= SUPPLIED TEXT =
==============================
Encourage children to put down the technology with these four simple tips:

1.) Playing WITH them with their non-electronic toys.  You’re never too old to make-believe with your child.  Show your child how much fun (even if you have to fake it) it is to play with non-electronic toys that require imaginative play.  When your child comes up with his own story line for make-believe, make a big deal of it and praise him or her for being creative.  This will encourage your child to engage in more creative activities.

2.) Limit screen time.  Get a timer, set it, and stick to it.

3.) Make screen time count by ensuring the programs she is watching and the games she is playing are educational.  Sorry, Spongebob, but you just won’t make the cut.
==============================
= SOURCE RECORDS =
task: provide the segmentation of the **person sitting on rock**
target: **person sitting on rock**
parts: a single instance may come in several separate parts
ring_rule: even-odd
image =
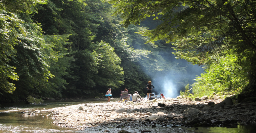
[[[138,98],[140,98],[139,100],[142,100],[141,97],[139,95],[137,91],[135,91],[134,94],[132,95],[132,101],[136,102],[138,100]]]
[[[161,98],[164,98],[164,99],[165,99],[166,98],[165,98],[165,96],[164,96],[164,94],[161,94]]]

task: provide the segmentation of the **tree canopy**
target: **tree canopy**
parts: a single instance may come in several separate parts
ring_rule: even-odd
[[[166,40],[177,58],[199,65],[210,65],[216,56],[235,54],[235,62],[255,82],[256,2],[253,0],[106,0],[126,27],[147,18],[161,22],[140,32],[151,41]],[[216,62],[215,62],[216,63]]]

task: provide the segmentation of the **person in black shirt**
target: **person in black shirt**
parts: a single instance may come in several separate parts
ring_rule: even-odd
[[[148,86],[148,87],[147,87]],[[155,88],[152,84],[151,84],[151,81],[148,81],[148,84],[145,86],[145,87],[147,87],[148,90],[147,90],[147,94],[148,94],[148,99],[149,98],[149,94],[152,93],[151,89]]]

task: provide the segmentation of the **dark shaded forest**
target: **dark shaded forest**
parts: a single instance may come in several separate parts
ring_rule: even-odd
[[[0,1],[0,102],[255,93],[256,2],[170,2]]]
[[[177,90],[170,96],[176,96],[203,71],[176,59],[170,44],[145,43],[148,38],[138,32],[160,22],[125,27],[112,5],[100,0],[2,0],[1,6],[2,102],[30,95],[104,98],[108,88],[114,97],[125,88],[144,96],[149,80],[155,93],[172,87]],[[164,86],[164,80],[172,85]]]

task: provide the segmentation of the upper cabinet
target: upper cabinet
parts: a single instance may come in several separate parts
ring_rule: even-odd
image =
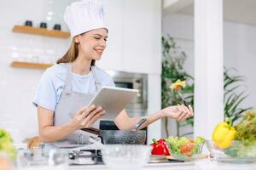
==============================
= SET OF TASKS =
1. Echo the screen-time tips from "3.) Make screen" up to and including "make the cut.".
2. Rewrite the records from the line with "task: provide the segmentation of the upper" up to and including the final line of the records, changing "upper cabinet" to "lower cabinet" and leaving everything else the same. Omit the pictures from your answer.

= FINAL ANSWERS =
1.
3.) Make screen time count by ensuring the programs she is watching and the games she is playing are educational.  Sorry, Spongebob, but you just won’t make the cut.

2.
task: provide the segmentation of the lower cabinet
target: lower cabinet
parts: a single instance may come in several separate parts
ring_rule: even-odd
image =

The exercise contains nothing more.